* _INSTRUCTIONS TO FOLLOW_: Print every one of the lines below word for word, leaving out the pictures.

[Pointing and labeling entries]

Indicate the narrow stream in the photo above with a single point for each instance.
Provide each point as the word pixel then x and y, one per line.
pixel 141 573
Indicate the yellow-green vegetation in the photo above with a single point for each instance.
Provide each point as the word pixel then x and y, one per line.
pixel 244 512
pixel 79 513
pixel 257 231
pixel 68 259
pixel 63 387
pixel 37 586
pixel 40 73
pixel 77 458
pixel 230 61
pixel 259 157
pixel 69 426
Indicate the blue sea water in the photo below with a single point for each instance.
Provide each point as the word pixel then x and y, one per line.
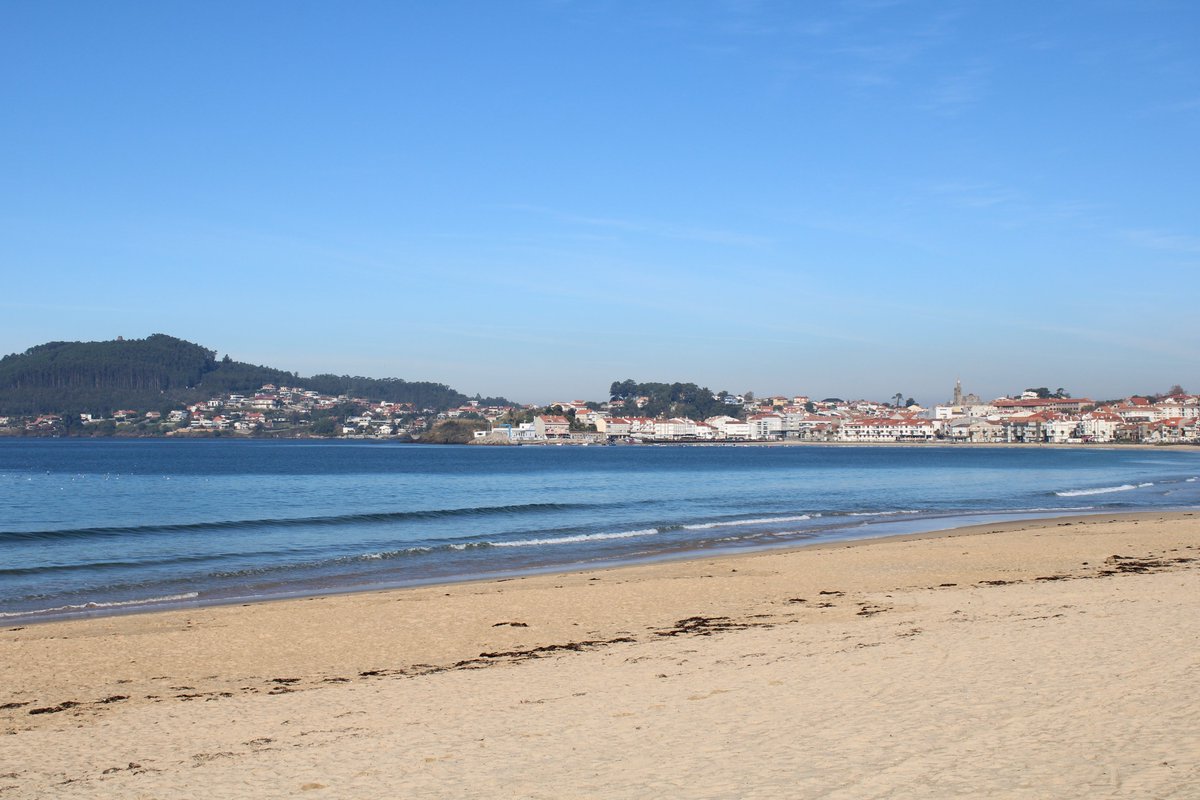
pixel 91 527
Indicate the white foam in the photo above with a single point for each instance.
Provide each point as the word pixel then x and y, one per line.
pixel 736 523
pixel 120 603
pixel 580 537
pixel 880 513
pixel 1107 489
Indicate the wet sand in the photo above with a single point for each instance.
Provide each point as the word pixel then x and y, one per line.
pixel 1020 660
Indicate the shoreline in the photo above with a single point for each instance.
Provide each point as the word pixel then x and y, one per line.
pixel 1001 521
pixel 628 677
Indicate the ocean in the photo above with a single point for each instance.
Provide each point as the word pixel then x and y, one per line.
pixel 101 527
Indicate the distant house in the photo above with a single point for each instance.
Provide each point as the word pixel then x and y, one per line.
pixel 552 427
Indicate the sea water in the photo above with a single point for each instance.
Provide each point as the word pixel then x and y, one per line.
pixel 91 527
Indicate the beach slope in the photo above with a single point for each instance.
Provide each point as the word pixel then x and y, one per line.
pixel 1025 660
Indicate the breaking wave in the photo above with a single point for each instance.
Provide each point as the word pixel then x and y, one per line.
pixel 1105 489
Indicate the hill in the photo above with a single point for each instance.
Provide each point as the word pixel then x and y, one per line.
pixel 162 372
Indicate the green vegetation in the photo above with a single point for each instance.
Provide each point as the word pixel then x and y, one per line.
pixel 161 372
pixel 420 394
pixel 453 432
pixel 671 400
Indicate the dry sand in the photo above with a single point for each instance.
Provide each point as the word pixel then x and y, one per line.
pixel 1024 660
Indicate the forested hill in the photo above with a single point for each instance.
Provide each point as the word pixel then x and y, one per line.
pixel 162 372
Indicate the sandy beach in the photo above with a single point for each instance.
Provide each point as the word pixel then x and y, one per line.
pixel 1054 659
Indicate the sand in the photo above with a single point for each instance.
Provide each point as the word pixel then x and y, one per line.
pixel 1021 660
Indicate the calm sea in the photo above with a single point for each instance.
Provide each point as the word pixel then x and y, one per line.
pixel 100 527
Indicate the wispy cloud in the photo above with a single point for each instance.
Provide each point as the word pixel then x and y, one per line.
pixel 975 196
pixel 954 94
pixel 652 228
pixel 1163 240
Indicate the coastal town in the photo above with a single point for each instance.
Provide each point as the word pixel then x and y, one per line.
pixel 1035 416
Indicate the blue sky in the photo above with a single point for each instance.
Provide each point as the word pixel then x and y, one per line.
pixel 535 199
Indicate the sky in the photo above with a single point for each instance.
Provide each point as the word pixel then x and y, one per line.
pixel 538 198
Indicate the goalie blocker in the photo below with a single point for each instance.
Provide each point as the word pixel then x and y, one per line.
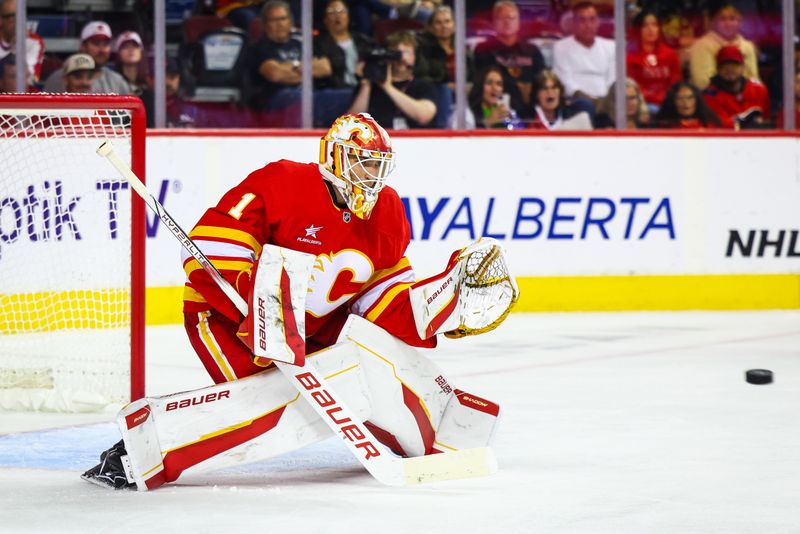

* _CORRECT ANSWER_:
Indicate the narrow stream in the photo above with a single point for each instance.
Provide each point as the word pixel then x and y, one per line.
pixel 141 573
Indicate the yellow-green vegetation in the photo above with a single point for each instance.
Provide each point as the word pixel then x and y, one per line.
pixel 244 512
pixel 79 513
pixel 257 231
pixel 68 259
pixel 63 387
pixel 37 586
pixel 40 73
pixel 77 458
pixel 230 61
pixel 259 157
pixel 69 426
Indicate the blue sea water in the photo below with a single point for each instance.
Provide each point as the word pixel then x and y, one per line.
pixel 91 527
Indicate the white foam in the photo above with a single point for each instance.
Provide each point as the word pixel then x and y, one per line.
pixel 736 523
pixel 120 603
pixel 580 537
pixel 880 513
pixel 1107 489
Indicate the wet sand in the photo above with a single point for each instance.
Provide each point as the word pixel then x and y, one per line.
pixel 1020 660
Indicate the shoreline in the photo above with a single point for each instance.
Provide each point as the word pixel then x and y, one per line.
pixel 1001 521
pixel 628 677
Indicate the ocean in the photo above with a single point for each instance.
Provide each point as the word pixel then x and y, one per line.
pixel 101 527
Indicate the distant house in the photo above with a single point for each instance.
Provide each point as the word pixel then x and y, one per line.
pixel 552 427
Indicate the sea water in the photo above with a single point for each instance.
Provide each point as the word pixel then x and y, one per line.
pixel 91 527
Indicate the beach slope in the photo above with a single point for each instance.
Provide each point as the word pixel then x and y, one per line.
pixel 1025 660
Indicate the breaking wave in the photo above with a single point for each instance.
Provide each point as the word pixel then x and y, one per line.
pixel 1105 489
Indicate the hill in the photo above with a single point for each instance.
Provide each point as the word pixel then x and y, one per line.
pixel 162 372
Indicate the green vegetation in the photo above with a single point for each instance.
Provide each point as the word pixel then x and y, one per line.
pixel 161 372
pixel 420 394
pixel 453 432
pixel 671 400
Indicate the dry sand in the photo above with a single point for each instance.
Provide each point as the word pixel then x and y, one per line.
pixel 1024 660
Indicate the forested hill in the photo above with a single point for each instance.
Provide each point as the word pixel then x and y, one per line.
pixel 162 372
Indicate the sandy beach in the photo above with a single point for each instance.
Provide each point as the word pixel then x and y, one per line.
pixel 1054 659
Indicate the sand in the photo above with a single point for each instance.
Provide each point as the word pixel then x and y, one per line.
pixel 1021 660
Indicate the calm sea in the photo above with a single point for each instance.
Provide each point as the word pixel then x and y, one per line.
pixel 100 527
Indicate the wispy cloud in the photo above with a single point for each instance.
Provide each point as the word pixel then x and y, one per line.
pixel 975 196
pixel 954 94
pixel 652 228
pixel 1163 240
Indicate the coastal town in the photo above with a single point for each instance.
Provide each point as the word pixel then x and y, one per line.
pixel 1035 416
Indicate the blue sky in the photo above with a single point for each instance.
Provide each point as the word pixel then x and y, one per line.
pixel 535 199
Indicate the sky in the photo above with a single point for each instance.
Provide each point as the word pixel then x and y, one per line.
pixel 538 198
Indicate the goalie blocker in the photo below with a single point for each instance.
Provide each point as the word pixel then x and y, one per line.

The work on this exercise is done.